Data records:
◆ ◆ ◆

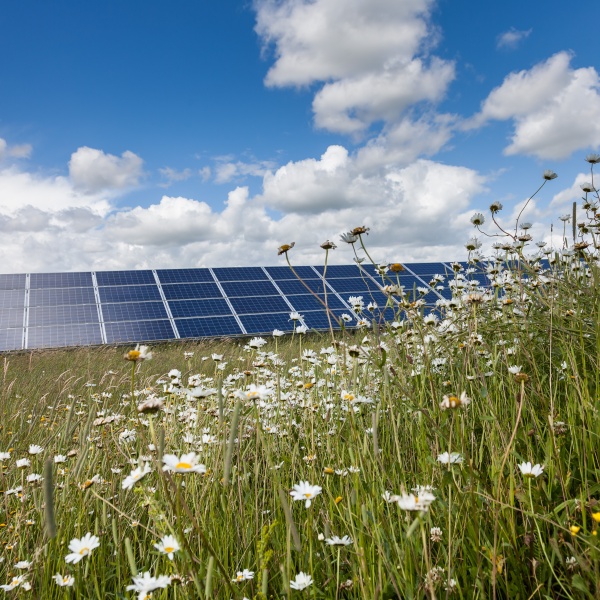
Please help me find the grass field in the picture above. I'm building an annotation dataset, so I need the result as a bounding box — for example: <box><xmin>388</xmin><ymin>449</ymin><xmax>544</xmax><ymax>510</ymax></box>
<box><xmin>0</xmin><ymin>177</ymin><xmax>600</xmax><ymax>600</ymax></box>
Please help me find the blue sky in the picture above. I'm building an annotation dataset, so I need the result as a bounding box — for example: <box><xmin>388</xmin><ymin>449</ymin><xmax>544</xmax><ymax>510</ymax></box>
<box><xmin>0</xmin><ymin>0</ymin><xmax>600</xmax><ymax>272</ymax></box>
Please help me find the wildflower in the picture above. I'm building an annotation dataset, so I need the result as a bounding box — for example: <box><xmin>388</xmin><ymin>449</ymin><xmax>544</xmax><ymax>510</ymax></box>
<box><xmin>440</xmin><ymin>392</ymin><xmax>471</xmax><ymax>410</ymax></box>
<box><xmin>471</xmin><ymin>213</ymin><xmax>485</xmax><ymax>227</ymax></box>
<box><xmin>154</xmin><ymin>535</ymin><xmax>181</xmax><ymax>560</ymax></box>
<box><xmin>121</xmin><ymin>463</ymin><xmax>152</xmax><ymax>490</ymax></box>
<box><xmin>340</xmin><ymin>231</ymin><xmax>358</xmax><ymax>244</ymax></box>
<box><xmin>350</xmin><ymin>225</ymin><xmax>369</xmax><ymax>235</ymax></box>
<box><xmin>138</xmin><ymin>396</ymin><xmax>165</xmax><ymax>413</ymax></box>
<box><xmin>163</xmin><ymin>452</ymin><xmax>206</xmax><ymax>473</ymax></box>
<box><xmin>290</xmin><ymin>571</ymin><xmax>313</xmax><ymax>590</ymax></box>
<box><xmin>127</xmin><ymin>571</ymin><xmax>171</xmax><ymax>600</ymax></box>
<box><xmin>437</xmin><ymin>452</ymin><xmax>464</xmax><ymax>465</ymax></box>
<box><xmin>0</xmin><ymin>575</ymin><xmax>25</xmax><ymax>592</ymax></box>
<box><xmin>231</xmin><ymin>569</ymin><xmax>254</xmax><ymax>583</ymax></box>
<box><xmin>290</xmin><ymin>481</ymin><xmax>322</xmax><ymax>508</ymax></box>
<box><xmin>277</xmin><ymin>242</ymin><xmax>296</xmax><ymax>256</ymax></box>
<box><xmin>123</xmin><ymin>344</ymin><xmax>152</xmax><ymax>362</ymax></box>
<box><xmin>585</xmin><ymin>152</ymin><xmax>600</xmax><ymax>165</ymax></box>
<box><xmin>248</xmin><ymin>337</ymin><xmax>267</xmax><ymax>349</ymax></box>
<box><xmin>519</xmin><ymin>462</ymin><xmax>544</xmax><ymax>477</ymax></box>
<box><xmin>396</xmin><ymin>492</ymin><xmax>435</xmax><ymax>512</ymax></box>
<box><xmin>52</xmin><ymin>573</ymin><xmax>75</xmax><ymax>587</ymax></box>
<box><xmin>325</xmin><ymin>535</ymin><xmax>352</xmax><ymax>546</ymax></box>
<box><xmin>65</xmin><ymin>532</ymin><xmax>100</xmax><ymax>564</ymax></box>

◆ ◆ ◆

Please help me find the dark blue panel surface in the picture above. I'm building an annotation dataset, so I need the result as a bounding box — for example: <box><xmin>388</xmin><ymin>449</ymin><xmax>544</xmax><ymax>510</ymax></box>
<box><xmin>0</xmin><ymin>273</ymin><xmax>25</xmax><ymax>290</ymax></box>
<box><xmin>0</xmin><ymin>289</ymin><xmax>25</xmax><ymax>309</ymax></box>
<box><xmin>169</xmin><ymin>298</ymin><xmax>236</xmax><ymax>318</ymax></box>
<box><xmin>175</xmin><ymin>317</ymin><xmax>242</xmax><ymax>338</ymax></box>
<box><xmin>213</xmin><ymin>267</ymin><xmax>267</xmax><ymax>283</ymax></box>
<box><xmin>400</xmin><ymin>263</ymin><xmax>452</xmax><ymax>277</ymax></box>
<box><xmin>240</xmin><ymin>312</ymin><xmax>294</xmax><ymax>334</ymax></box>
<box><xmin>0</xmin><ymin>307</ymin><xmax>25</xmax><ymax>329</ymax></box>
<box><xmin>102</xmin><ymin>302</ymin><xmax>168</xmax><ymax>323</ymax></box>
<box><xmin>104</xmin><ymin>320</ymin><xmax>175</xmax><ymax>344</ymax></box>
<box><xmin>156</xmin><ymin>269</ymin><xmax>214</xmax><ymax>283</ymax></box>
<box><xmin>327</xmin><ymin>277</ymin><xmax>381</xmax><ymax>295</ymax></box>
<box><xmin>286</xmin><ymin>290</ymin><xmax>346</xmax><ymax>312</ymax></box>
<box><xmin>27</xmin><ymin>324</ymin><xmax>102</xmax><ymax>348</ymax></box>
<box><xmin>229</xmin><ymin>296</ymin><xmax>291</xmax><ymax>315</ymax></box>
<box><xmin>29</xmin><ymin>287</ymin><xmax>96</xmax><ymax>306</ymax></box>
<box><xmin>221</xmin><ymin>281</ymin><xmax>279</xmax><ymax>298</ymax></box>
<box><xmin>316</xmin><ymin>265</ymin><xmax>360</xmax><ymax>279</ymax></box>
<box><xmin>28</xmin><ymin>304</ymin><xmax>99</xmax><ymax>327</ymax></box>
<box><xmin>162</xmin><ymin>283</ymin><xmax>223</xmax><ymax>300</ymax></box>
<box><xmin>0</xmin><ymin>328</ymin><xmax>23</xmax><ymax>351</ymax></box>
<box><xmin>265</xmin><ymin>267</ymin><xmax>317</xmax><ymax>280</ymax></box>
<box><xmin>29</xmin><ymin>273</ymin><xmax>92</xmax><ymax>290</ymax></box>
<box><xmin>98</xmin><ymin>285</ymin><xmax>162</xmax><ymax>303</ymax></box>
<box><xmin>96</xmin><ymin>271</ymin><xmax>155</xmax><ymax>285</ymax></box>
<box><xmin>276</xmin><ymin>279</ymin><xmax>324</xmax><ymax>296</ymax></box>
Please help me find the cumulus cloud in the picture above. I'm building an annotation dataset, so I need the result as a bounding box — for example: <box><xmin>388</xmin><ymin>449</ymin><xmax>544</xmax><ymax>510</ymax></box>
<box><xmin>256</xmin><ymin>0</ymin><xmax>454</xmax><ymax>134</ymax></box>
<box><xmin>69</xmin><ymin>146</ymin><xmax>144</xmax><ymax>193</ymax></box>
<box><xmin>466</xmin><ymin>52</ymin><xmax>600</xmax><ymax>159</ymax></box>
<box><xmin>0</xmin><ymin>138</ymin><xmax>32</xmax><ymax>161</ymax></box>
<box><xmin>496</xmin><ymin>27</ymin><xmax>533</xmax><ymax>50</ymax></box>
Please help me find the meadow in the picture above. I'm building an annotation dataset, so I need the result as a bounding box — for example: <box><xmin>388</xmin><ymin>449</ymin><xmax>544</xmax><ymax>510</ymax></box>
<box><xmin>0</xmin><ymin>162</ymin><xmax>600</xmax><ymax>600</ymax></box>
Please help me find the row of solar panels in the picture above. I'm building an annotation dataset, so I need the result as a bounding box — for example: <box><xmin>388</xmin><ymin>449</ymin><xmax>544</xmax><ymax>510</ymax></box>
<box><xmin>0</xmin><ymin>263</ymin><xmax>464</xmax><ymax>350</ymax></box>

◆ ◆ ◆

REQUIRED WORK
Pull out every line of the material above that contains the string "annotation" and copy each of those lines in full. Match the case exactly.

FULL OUTPUT
Please help me find the grass field in the picture above. I'm building an annotation dataset, so I need the result as a bounding box — for example: <box><xmin>388</xmin><ymin>449</ymin><xmax>544</xmax><ymax>510</ymax></box>
Please help me find the blue sky in the picture above. I'm building an annotation dataset, so I need the result as a bounding box — for example: <box><xmin>388</xmin><ymin>449</ymin><xmax>544</xmax><ymax>510</ymax></box>
Please help me find the wildflower in the picture above. I'm building an annotation dataset, so I need the result as a bounding box — for example: <box><xmin>388</xmin><ymin>449</ymin><xmax>544</xmax><ymax>510</ymax></box>
Please help me find the dark blue panel surface in the picture above. I'm building an annotation dataset, so I need the result as a bounding box — for example: <box><xmin>388</xmin><ymin>449</ymin><xmax>544</xmax><ymax>510</ymax></box>
Please help me find the cumulus cloud in the picture above. I'm building an annotation dataset, so I need the result as a bounding box — for example: <box><xmin>388</xmin><ymin>449</ymin><xmax>544</xmax><ymax>510</ymax></box>
Please help me find the meadow in the picture above. I'm building an annotation dataset, so I need the result as a bounding box — for example: <box><xmin>388</xmin><ymin>449</ymin><xmax>544</xmax><ymax>510</ymax></box>
Please help me find the row of solar panels in the picture above. I'm building an annotation dataset, so I need the result as a bounding box — for example: <box><xmin>388</xmin><ymin>449</ymin><xmax>544</xmax><ymax>510</ymax></box>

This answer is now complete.